- Selected passage -
--------

“The Scandal of the Century” – The Murder of Clothilde Marchand

“The Scandal of the Century” – The Murder of Clothilde Marchand


March 9, 2019


Are you familiar with the story of Clothilde Marchand? Mrs. Marchand died 89 years ago this week (March 6, 1930) —the victim of murder that was referred to at the time as “the scandal of the century.”

Clothilde (nee Druault) Marchand was the wife of Henri Marchand, a French artist and renowned sculptor, who studied under Rodin and became a specialist in dioramas and precision wax modeling.

In the early 1900s, Henri and Clothilde, who was also an artist, emigrated to the United States. Mr. Marchand began working as a diorama artist at the New York State Museum. His work on the museum’s Iroquois dioramas, dedicated in 1918, earned him recognition.

In 1925, the couple and their family moved to Buffalo, where Henri he and his sons Paul and George were to construct dioramas for the Society of Natural Sciences (later the Buffalo Museum of Science). Note: Though much of the work the Marchands created there is no longer on display, some still can be seen, particularly in the museum’s Hall of Wildflowers.

Henri Marchand

Clothilde Marchand with her dog

Lila Jimerson

Nancy Bowen

In the course of his work on the dioramas, Mr. Marchand worked closely with the Senecas, and he became intimate friends with a young Seneca woman, Lila Jimerson, who modeled for him.

On March 6, 1930, Marchand’s youngest son Henri came home from school to their house at 576 Riley Street to find his mother sprawled across their first floor landing. At first it was thought that Clothilde’s death was a result of a fall down the stairs, but the medical examiner soon found bloody gashes, the odor of chloroform, and signs of a furious struggle on the body of the tiny Frenchwoman.

The police were brought in and after close questioning of Mr. Marchand, were soon on the trail of Ms. Jimerson and a 68-year-old woman who turned out to be her friend and possible accomplice, Nancy Bowen, a Seneca tribal healer.

First Jimerson was arrested, and then she named Bowen. During the investigation, it was learned that Jimerson had convinced Bowen that Mrs. Marchand was a “white witch” who used her powers to kill Bowen’s recently deceased husband, Charlie (“Sassafras Charlie”) Bowen, another Seneca healer.

--------

- Input data -

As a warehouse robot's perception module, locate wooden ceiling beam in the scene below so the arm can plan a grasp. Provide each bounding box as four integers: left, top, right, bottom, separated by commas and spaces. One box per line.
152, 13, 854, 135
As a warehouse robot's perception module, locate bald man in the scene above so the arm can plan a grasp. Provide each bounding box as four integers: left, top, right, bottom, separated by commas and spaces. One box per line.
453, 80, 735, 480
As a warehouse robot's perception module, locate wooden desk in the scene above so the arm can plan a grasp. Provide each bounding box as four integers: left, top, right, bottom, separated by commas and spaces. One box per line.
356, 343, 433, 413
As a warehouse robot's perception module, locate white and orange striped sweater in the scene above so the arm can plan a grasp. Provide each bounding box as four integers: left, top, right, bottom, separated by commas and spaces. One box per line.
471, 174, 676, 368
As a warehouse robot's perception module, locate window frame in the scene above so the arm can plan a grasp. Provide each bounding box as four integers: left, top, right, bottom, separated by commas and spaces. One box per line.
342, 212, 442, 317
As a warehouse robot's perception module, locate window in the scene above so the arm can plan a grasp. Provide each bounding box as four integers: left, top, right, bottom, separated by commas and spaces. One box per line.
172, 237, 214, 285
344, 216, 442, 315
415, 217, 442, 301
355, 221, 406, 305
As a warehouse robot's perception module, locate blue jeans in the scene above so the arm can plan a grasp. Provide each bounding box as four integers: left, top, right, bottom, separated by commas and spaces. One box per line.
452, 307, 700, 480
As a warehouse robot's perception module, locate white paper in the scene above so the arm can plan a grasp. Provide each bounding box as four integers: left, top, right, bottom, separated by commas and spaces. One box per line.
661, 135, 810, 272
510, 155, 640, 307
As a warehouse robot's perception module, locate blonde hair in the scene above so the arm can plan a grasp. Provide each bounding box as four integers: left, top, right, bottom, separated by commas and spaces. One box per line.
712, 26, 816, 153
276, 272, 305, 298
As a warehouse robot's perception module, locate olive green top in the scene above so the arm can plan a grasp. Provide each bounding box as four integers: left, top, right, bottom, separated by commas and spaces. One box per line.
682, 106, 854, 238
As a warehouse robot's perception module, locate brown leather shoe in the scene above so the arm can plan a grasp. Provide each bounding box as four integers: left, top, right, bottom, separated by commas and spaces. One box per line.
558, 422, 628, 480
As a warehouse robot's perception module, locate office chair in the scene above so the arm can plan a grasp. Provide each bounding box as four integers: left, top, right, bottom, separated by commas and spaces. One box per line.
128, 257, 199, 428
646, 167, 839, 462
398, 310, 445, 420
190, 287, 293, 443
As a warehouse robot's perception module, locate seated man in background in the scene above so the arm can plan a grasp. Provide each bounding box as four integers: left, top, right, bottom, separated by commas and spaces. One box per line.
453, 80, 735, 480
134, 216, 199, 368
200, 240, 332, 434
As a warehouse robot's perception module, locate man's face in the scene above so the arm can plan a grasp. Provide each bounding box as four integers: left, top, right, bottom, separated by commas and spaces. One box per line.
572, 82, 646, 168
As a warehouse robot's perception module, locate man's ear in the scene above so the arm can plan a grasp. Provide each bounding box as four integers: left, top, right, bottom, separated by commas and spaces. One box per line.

--------

- About this exercise -
Say whether each statement below agrees with the text about the murder of Clothilde Marchand. For each, answer yes or no and quote the words of the text that decide it. (a) Clothilde Marchand was herself an artist. (b) The Marchand family moved to Buffalo in 1918. (c) Nancy Bowen was arrested before Lila Jimerson.

- Result below -
(a) Yes: "Henri and Clothilde, who was also an artist, emigrated to the United States."
(b) No: "In 1925, the couple and their family moved to Buffalo"
(c) No: "First Jimerson was arrested, and then she named Bowen."